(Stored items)
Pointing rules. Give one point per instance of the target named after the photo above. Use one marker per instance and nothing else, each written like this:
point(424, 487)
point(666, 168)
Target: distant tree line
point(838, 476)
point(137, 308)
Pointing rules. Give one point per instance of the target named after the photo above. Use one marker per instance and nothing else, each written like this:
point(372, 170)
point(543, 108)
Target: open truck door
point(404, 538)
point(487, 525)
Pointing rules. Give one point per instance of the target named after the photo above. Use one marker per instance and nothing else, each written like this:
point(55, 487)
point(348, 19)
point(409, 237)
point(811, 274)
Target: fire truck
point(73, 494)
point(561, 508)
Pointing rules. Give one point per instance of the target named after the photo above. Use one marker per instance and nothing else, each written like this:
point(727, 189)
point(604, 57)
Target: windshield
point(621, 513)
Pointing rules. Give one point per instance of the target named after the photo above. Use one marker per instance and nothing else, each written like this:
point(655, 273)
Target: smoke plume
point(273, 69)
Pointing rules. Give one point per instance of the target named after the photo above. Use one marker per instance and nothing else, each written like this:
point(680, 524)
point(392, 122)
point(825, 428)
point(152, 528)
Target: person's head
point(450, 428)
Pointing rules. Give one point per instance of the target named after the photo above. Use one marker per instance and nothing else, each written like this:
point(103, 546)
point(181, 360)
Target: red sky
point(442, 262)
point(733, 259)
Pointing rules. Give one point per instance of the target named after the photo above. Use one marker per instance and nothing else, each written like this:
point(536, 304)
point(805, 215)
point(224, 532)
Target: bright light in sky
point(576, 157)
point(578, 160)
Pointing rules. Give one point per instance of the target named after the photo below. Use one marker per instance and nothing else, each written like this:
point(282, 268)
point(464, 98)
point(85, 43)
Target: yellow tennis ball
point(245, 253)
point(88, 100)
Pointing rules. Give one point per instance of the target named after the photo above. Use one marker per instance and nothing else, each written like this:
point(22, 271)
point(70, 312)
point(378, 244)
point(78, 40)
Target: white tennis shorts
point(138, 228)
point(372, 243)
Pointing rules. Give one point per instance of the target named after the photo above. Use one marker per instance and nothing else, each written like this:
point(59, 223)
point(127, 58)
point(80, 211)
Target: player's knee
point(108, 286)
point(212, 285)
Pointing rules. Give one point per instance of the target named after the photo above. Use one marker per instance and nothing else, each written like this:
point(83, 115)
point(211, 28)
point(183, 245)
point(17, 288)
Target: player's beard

Problem to work on —
An exact copy of every line above is needed.

Task response —
Pointing rules. Give one point per instance of the target named after the photo above. Use one marker per instance and nothing else, each written like this:
point(424, 487)
point(666, 168)
Target: distant tree line
point(838, 476)
point(137, 308)
Pointing rules. Give one point per instance of the target named after the photo above. Use one marker per instance and nothing else, each written like this:
point(372, 170)
point(543, 108)
Target: open truck door
point(404, 538)
point(487, 525)
Pointing rules. Give one point per instance of the target named after the photo above. Use one marker per instance and nothing else, each written like this:
point(55, 487)
point(348, 19)
point(409, 237)
point(811, 274)
Target: fire truck
point(73, 494)
point(561, 508)
Pointing rules. Give one point per instance of the target named after the photo above. Use one marker per instance and nothing else, each written like this:
point(727, 189)
point(604, 57)
Target: windshield
point(621, 513)
Pointing rules. Give one point per instance of the target named after the photo above. Use one marker per instance and nothing else, each written like this:
point(655, 273)
Target: smoke plume
point(273, 69)
Pointing rules. Give one point per instance of the target named after the photo above. Use one marker per instance and nothing else, each written like this:
point(680, 524)
point(392, 122)
point(825, 428)
point(152, 528)
Target: person's head
point(450, 428)
Pointing rules. Give one point per instance of the target named after the photo above. Use one marker per instance and nothing else, each written like this:
point(103, 546)
point(181, 360)
Target: red sky
point(442, 262)
point(733, 259)
Pointing rules. Give one point per instance of the target named after the photo above. Use one marker per instance and nothing else, each written like this:
point(536, 304)
point(805, 215)
point(224, 532)
Target: bright light in sky
point(576, 157)
point(578, 160)
Pointing rules. Give one point per instance of the target named after the photo below. Use one marker per instance and nothing else, each written like this:
point(282, 268)
point(464, 98)
point(85, 43)
Target: yellow tennis ball
point(245, 253)
point(88, 100)
Pointing rules. Give one point per instance of the target named after the photo above. Use one marker per instance and nothing else, each written like this:
point(22, 271)
point(70, 312)
point(378, 244)
point(78, 40)
Target: white tennis shorts
point(138, 228)
point(372, 243)
Pointing rules. Give one point per instance of the target named after the photo above. Use one marker per instance and nothing else, each written like this:
point(59, 223)
point(127, 58)
point(80, 211)
Target: player's knee
point(108, 286)
point(212, 285)
Pointing rules. Give one point per instance of the target named after the photo above. Use one marker per instance and nothing else, each written like this:
point(83, 115)
point(211, 28)
point(183, 245)
point(17, 288)
Target: player's beard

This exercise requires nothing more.